* _About this exercise_: Output the exact lines that start at the one containing "Mark one point on each instance of the sandy" and continue to the last line of the entries below; do not output pictures.

* _Records for the exercise_:
━━━━━━━━━━━━━━━━━━━━━━━━━━━━━━
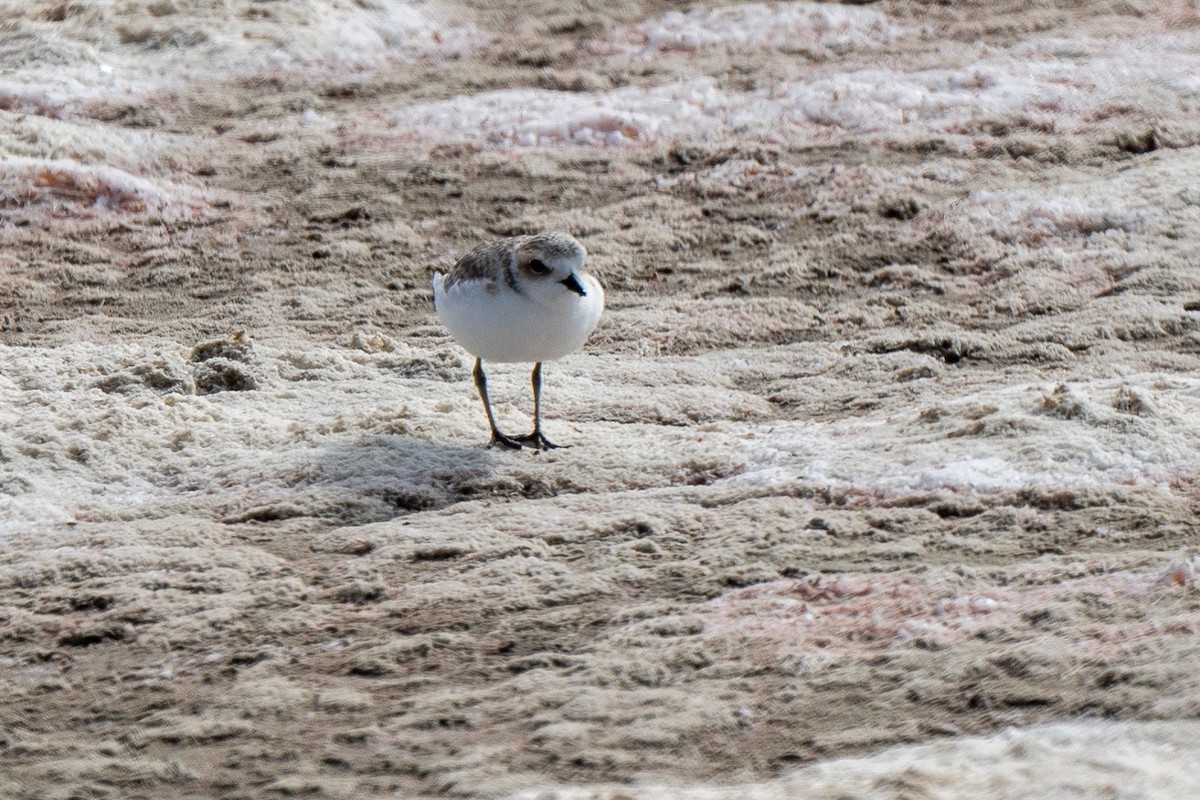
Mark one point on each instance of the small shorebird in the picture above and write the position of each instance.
(520, 299)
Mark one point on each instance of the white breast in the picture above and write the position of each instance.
(495, 323)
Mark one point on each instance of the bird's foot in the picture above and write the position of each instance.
(505, 441)
(538, 441)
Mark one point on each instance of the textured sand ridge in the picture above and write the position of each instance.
(882, 480)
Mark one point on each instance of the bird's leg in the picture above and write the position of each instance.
(497, 437)
(537, 439)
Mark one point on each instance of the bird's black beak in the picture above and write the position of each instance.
(574, 284)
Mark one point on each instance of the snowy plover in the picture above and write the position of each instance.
(520, 299)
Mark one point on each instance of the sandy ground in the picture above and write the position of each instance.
(883, 465)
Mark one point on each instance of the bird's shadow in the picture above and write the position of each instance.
(375, 479)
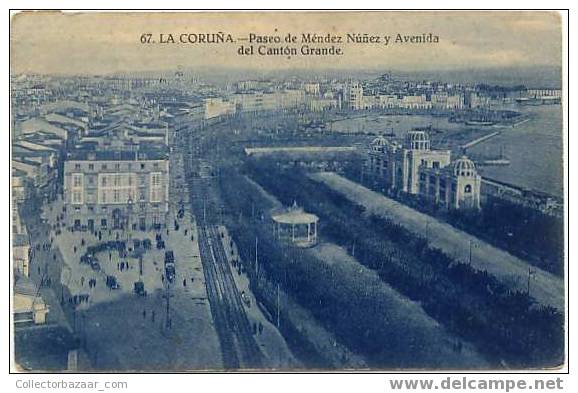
━━━━━━━━━━━━━━━━━━━━━━━━━━━━━━
* _Reply to the exercise_:
Mark one point on each instance of the sandy ground in the picture above and write the position of each instance.
(883, 465)
Mark one point on each instance of the bird's shadow in the picture above and write the position of each instance.
(375, 479)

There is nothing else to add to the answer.